■ KUTIPAN SUMBER
○ ○ ○

Sunday, February 22, 2015

Pantai Cincin Pesisir Selatan Ende

          

            “Batu Cincin” buka sebuah batu alam yang digunakan untuk menghiasi cincin tapi sebuah istilah yang mulai populer bagi masyarakat kota Ende untuk menamai sebuah pantai berpasir abu-abu. Letaknya sekitar kampung Numba, ke arah barat dari kota Ende. Kurang lebih 20 menit jika kita menggunakan kendaraan roda dua. Bagi masayakat setempat pantai itu lebih dikenal dengan nama “Tewe” atau “Tewi Mbi’a”. Ketika banyak warga kota yang penasaran melihat tempat ini, mereka pun menamakannya dengan “batu Cincin”. Akses menuju lokasi ini tergolong menantang. Hal ini disebabkan kendaraan tidak bisa menjangkau langsung ke lokasi. Dari pinggir jalan, Orang yang ingin ke pantai harus melewati jalan menurun, kemudian berjalan kaki menyusuri kebun milik warga sekitar 600 m sebelum akhirnya tiba di pinggir pantai. Dari pinggir pantai, perjalanan masih harus diteruskan untuk sampai ke batu cincin tersebut. Sekedar info jika ingin mendapat pemandangan yang bagus dan menakjubkan sebaiknya kunjungan dilakukan pada waktu pagi hari atau pada saat bulan purnama, so’alnya pada saat itu terjadi pasang surut sehingga pemandangan dan akses ke batu cincin lebih mudah dan terlihat lebih indah.....
Berikut adalah foto-fotonya.....







 http://catatan-sangpemimpi.blogspot.com/2013/09/pesona-batu-cincin.html

Wednesday, February 18, 2015

TARIAN GAWI

5000 orang penari melakukan tarian gawi untuk memperingati hari lahirnya pancasila
            Pada perhelatan akbar ritual adat, masyarakat Lio mengenal Gawi. Gawi dalam bahasa Indonesia dapat disebut juga dengan kata, 'TANDAK. Secara harfia kata tandak bermuara pada kata bertandak yang berarti Berkunjung, mengunjungi, menyatukan hati, langkah dan pikiran.

○ ○ ○

■ TUGAS TERTULIS A
Ubah skala semua baris catatan, dari awal catatan sampai baris yang memuat "top-left (52, 101), bottom-right (58, 107)" (kedua ujung termasuk), dan tulis ulang baris-baris itu saja, permintaannya juga. Kalikan setiap koordinat sudut dalam jawaban dengan 1,95, lalu bulatkan ke bilangan bulat; nilai setengah dibulatkan ke atas.
Kutipan dan catatan ini diambil dari sumber yang tidak sama.

○ ○ ○

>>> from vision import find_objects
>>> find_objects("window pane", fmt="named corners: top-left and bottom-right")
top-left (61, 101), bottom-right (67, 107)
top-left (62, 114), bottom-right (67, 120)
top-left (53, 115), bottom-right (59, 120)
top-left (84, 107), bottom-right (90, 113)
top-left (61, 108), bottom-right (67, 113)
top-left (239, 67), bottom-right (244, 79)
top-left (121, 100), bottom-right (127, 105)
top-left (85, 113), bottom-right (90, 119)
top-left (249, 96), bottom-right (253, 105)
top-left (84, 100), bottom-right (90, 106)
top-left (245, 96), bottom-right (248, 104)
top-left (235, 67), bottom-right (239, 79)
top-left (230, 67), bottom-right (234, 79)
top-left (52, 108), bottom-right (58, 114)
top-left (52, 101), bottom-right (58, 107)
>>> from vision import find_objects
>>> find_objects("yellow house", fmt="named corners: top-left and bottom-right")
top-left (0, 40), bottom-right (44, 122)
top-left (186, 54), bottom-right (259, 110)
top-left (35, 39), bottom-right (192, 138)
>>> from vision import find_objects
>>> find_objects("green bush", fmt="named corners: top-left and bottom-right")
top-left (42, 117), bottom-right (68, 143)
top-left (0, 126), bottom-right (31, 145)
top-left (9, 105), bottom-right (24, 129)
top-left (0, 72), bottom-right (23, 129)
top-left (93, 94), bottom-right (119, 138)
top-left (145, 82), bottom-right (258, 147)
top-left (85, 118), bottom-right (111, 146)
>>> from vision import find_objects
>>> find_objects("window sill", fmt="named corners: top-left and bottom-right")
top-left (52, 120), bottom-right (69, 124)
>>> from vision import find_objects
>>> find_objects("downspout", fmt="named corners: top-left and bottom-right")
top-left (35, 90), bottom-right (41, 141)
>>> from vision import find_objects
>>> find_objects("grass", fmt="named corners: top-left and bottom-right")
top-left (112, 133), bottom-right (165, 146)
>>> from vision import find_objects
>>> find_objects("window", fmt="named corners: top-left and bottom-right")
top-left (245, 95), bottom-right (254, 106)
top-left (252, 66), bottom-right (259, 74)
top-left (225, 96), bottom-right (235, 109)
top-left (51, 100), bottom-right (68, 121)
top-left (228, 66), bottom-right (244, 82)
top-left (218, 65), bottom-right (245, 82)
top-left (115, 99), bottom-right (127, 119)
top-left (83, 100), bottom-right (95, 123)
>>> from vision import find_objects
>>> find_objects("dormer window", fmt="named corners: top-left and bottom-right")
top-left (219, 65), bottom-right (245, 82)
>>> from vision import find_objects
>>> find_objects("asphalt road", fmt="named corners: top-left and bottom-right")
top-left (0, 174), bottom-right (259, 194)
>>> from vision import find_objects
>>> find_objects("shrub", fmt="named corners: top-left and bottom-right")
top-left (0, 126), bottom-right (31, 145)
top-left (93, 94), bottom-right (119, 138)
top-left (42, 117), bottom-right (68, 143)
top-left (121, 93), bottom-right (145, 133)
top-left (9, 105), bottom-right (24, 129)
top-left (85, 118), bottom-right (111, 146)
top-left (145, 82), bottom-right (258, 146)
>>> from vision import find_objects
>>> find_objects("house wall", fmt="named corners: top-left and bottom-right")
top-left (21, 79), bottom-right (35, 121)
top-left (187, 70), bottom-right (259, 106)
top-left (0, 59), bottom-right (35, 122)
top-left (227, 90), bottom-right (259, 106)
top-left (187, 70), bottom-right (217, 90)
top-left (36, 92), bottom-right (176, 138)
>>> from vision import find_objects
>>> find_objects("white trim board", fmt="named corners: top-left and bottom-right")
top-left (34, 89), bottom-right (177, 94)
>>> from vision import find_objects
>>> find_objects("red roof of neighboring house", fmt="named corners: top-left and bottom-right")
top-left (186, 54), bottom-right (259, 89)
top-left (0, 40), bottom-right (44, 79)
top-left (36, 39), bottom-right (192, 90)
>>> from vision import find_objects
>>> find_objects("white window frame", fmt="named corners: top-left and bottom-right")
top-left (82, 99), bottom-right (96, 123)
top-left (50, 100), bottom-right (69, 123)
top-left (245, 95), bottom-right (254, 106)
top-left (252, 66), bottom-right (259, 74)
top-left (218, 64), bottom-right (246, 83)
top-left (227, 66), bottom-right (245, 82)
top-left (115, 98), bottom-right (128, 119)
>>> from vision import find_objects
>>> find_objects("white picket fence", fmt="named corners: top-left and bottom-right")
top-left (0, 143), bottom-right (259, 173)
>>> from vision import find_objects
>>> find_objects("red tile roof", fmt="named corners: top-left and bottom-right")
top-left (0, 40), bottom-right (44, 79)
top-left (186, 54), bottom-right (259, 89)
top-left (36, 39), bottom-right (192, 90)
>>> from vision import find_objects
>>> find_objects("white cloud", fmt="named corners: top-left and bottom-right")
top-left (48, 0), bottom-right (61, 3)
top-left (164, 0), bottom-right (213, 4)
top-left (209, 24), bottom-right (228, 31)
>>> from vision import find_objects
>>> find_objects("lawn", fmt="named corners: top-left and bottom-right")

○ ○ ○

■ TUGAS TERTULIS B
Jawab pertanyaan berikut berdasarkan kutipan sumber tentang Pantai Batu Cincin dan tarian Gawi.
(i) Berapa lama perjalanan ke pantai itu dari kota Ende dengan kendaraan roda dua?
(ii) Berapa jauh orang harus berjalan kaki menyusuri kebun warga sebelum tiba di pinggir pantai?
(iii) Berapa orang penari melakukan tarian gawi untuk memperingati hari lahirnya Pancasila?

■ JAWABAN LENGKAP A
>>> from vision import find_objects
>>> find_objects("window pane", fmt="named corners: top-left and bottom-right")
top-left (119, 197), bottom-right (131, 209)
top-left (121, 222), bottom-right (131, 234)
top-left (103, 224), bottom-right (115, 234)
top-left (164, 209), bottom-right (176, 220)
top-left (119, 211), bottom-right (131, 220)
top-left (466, 131), bottom-right (476, 154)
top-left (236, 195), bottom-right (248, 205)
top-left (166, 220), bottom-right (176, 232)
top-left (486, 187), bottom-right (493, 205)
top-left (164, 195), bottom-right (176, 207)
top-left (478, 187), bottom-right (484, 203)
top-left (458, 131), bottom-right (466, 154)
top-left (449, 131), bottom-right (456, 154)
top-left (101, 211), bottom-right (113, 222)
top-left (101, 197), bottom-right (113, 209)

■ JAWABAN LENGKAP B
(i) Kurang lebih 20 menit.
(ii) Sekitar 600 m.
(iii) 5000 orang.